Your goal - Reproduce all entries precisely, down to the last character.

[Coordinate labeling data]
- - - - -

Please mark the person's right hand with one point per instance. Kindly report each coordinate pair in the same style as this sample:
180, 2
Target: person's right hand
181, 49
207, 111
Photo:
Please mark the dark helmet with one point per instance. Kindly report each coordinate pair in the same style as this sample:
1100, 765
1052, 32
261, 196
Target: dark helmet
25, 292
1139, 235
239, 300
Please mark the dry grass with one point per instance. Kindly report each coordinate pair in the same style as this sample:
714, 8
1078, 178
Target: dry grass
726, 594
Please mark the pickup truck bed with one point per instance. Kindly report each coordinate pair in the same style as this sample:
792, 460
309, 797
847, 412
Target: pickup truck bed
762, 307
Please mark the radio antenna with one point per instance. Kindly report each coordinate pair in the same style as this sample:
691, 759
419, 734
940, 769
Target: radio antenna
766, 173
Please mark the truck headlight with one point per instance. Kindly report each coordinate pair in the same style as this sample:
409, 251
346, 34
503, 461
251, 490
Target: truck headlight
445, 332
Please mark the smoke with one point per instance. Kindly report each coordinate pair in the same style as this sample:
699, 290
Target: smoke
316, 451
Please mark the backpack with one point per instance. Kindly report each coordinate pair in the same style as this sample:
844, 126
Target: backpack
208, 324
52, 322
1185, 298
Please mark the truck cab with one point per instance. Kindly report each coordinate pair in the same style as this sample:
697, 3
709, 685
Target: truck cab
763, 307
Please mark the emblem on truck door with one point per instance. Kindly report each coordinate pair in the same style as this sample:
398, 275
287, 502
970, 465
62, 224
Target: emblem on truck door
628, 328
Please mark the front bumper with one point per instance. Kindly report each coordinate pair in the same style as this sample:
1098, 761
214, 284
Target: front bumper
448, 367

- - - - -

Correct response -
Please mark the person's right hand with one point per instance. Kindly report each coordinate pair in the same style as this sample:
180, 2
Target: person's right hand
181, 49
207, 111
Photo:
Please mark the dark helmet with one point per instance. Kindly report each coordinate pair in the same style as this sample:
1100, 765
1052, 32
261, 196
Target: dark helmet
25, 292
1139, 235
239, 300
Please mark the dry grass with one point per instance. Kindly report each coordinate pair in the same style as this sample:
714, 8
1078, 178
Target: dry grass
726, 594
Please mark the pickup truck bed with one point per instance. Kindly report each coordinate pair in the same style as this sample:
792, 460
309, 797
847, 412
Target: pickup truck bed
762, 307
Please mark the radio antenna with one point per instance. Kindly report each coordinate pair in the same style as this sample:
691, 759
419, 734
940, 769
Target: radio antenna
766, 173
Please mark the truck headlight with one point per instance. Kindly report each coordinate pair in the same style as this sample:
409, 251
346, 34
503, 461
251, 490
Target: truck headlight
445, 332
Please mark the smoke with one point per instance. Kindly report each coordinate pair in the same style as this sample:
699, 290
Target: smoke
316, 451
Please mark the backpack with one point per instance. Kindly report each coordinate pair in the same style as this sample:
844, 126
Target: backpack
208, 324
52, 322
1185, 298
Please mark the truck cab with one point per instance. Kindly report each coordinate pair in the same style as this sample:
697, 3
709, 685
Target: truck cab
763, 307
Please mark the emblem on truck door with one point per instance. Kindly report each coordinate pair in the same style as this sample:
398, 275
287, 502
970, 465
62, 224
Target: emblem on truck door
628, 328
Please mark the front bumper with one point per instance. Kindly report each coordinate pair in the same style as this sample:
1098, 761
214, 284
Target: front bumper
448, 367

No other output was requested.